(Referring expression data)
== == ==
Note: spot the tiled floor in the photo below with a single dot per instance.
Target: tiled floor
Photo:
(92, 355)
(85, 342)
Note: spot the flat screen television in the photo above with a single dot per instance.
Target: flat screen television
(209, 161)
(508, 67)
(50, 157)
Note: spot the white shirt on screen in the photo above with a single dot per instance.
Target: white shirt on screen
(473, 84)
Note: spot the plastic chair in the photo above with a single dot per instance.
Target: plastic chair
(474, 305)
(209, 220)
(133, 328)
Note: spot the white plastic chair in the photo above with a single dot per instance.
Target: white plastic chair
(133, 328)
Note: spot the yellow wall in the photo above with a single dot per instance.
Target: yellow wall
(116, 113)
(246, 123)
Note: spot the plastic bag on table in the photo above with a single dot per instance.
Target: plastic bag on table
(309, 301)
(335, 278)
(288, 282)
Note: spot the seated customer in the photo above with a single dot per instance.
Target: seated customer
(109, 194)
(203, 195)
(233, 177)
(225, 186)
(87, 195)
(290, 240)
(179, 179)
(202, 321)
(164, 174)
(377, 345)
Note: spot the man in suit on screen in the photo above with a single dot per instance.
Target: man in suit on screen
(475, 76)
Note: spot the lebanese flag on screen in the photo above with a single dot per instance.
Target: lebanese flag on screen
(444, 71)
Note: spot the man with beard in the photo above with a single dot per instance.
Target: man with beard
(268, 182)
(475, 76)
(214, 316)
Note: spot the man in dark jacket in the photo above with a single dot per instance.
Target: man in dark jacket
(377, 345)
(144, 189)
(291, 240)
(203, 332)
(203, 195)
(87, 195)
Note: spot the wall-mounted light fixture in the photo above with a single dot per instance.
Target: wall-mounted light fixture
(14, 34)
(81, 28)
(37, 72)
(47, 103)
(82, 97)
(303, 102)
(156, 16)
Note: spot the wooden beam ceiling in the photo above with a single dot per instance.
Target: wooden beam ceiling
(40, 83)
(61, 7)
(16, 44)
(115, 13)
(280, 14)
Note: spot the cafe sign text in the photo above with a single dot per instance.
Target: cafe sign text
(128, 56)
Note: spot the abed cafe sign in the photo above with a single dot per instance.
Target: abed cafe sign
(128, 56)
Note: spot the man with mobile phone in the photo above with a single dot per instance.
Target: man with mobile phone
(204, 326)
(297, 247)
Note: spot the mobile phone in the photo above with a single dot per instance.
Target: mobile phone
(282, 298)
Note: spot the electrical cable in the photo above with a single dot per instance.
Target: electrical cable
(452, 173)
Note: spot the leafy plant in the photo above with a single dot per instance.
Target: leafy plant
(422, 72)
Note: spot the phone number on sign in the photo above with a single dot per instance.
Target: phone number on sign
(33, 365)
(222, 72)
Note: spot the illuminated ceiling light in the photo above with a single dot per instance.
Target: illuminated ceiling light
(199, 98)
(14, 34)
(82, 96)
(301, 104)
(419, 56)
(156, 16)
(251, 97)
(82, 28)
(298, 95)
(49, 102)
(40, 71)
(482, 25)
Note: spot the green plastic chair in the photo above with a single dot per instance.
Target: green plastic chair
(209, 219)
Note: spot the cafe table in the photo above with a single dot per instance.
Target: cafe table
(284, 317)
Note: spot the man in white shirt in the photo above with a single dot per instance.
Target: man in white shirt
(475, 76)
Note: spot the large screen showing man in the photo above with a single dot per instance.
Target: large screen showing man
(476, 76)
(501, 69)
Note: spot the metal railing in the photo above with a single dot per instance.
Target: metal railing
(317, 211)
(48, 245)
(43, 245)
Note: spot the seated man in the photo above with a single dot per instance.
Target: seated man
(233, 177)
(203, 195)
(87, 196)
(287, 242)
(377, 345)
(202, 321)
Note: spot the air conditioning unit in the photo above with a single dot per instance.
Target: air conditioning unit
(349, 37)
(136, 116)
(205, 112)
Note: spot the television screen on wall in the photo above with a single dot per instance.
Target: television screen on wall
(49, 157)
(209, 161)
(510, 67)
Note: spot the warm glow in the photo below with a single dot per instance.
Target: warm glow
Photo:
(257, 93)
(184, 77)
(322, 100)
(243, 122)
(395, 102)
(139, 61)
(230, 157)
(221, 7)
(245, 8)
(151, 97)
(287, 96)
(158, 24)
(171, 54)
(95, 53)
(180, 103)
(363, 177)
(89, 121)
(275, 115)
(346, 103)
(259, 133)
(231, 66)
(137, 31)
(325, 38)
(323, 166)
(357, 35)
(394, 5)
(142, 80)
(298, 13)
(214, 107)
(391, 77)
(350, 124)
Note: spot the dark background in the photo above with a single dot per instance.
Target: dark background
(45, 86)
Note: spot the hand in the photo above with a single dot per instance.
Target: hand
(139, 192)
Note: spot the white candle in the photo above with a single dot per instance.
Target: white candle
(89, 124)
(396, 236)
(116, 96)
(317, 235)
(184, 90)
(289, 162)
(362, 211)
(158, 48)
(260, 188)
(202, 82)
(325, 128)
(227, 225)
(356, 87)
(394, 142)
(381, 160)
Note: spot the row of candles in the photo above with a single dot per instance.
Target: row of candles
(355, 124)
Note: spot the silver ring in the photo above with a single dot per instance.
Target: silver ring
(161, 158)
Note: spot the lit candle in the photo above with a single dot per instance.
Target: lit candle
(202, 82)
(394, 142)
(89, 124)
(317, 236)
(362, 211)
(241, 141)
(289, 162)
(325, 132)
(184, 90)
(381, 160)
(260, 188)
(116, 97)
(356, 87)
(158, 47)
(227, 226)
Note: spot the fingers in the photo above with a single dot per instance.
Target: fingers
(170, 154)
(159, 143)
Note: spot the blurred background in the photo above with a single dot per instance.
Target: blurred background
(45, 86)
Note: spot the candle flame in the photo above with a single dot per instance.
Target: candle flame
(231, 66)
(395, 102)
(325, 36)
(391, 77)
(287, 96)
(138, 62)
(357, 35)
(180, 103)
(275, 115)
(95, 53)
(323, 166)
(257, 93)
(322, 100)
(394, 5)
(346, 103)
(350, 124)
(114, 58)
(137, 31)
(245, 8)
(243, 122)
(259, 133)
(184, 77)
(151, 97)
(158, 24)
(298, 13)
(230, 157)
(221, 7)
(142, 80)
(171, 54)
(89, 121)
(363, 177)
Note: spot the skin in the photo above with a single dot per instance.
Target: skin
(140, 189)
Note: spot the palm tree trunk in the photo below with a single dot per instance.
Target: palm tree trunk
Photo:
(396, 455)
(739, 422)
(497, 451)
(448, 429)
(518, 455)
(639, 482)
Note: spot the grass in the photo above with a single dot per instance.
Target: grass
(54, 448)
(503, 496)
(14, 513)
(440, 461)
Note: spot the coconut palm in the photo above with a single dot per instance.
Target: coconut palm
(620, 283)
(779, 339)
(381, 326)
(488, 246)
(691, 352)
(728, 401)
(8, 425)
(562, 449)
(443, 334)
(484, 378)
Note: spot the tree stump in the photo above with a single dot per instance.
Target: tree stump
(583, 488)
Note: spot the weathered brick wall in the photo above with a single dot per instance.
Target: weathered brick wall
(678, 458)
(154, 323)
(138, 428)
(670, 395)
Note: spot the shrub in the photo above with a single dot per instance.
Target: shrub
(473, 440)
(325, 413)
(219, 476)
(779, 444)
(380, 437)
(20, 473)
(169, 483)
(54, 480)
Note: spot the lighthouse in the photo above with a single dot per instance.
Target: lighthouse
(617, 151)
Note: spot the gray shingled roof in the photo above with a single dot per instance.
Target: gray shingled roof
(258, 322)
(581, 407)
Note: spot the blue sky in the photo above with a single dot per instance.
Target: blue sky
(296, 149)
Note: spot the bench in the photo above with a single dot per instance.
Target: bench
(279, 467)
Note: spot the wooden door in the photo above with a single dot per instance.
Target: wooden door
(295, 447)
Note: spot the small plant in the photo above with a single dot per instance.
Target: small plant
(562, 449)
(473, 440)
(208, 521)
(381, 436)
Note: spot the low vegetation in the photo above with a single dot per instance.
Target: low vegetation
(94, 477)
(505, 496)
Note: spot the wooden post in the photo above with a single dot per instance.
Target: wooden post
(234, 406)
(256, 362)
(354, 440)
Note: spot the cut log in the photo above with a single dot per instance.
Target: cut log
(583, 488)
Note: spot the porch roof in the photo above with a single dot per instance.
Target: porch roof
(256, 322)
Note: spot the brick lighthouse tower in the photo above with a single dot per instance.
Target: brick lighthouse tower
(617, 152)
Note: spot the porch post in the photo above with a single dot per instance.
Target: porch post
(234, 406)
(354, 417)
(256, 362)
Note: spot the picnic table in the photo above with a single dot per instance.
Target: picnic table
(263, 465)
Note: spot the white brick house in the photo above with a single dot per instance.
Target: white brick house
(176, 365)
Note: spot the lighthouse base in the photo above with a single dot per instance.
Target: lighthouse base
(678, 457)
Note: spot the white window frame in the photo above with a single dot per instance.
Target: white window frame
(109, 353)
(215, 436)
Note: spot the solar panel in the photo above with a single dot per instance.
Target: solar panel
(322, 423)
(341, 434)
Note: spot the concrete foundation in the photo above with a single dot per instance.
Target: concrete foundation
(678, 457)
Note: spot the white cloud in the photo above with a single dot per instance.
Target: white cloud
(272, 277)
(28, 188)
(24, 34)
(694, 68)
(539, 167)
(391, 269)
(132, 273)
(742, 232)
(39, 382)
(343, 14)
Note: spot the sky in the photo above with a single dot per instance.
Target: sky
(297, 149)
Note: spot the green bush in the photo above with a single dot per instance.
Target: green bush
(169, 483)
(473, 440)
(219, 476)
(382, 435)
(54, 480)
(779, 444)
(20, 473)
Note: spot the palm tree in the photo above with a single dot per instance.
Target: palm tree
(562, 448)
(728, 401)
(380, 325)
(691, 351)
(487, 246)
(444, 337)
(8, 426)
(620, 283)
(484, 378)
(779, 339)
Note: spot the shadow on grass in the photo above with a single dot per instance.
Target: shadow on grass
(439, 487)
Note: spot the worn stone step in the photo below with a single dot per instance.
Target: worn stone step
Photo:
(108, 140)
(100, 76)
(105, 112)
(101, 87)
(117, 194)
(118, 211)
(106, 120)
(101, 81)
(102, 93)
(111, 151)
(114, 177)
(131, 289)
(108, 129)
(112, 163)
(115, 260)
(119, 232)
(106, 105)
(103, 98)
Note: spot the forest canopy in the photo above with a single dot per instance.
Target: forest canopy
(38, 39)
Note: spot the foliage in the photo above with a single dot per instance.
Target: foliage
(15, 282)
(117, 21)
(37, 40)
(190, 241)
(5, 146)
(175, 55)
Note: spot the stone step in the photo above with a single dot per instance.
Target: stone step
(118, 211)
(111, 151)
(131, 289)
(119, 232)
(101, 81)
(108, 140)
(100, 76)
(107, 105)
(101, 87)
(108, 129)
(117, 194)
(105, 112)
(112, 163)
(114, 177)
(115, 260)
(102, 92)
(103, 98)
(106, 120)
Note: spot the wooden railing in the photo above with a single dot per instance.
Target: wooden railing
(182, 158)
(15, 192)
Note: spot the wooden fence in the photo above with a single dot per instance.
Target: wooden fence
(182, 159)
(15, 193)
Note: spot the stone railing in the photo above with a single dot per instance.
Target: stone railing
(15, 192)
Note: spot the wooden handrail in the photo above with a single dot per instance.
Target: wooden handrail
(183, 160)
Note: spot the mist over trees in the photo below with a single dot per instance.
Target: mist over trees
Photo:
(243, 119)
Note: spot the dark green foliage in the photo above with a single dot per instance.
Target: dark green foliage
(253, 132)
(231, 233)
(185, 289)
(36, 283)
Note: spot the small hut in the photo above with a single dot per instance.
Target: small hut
== == ==
(What to produce) A complete answer lists each line of the data that holds the word "mist".

(Task solution)
Note: spot the mist over trees in the photo below with a single dot per instance.
Target: mist over trees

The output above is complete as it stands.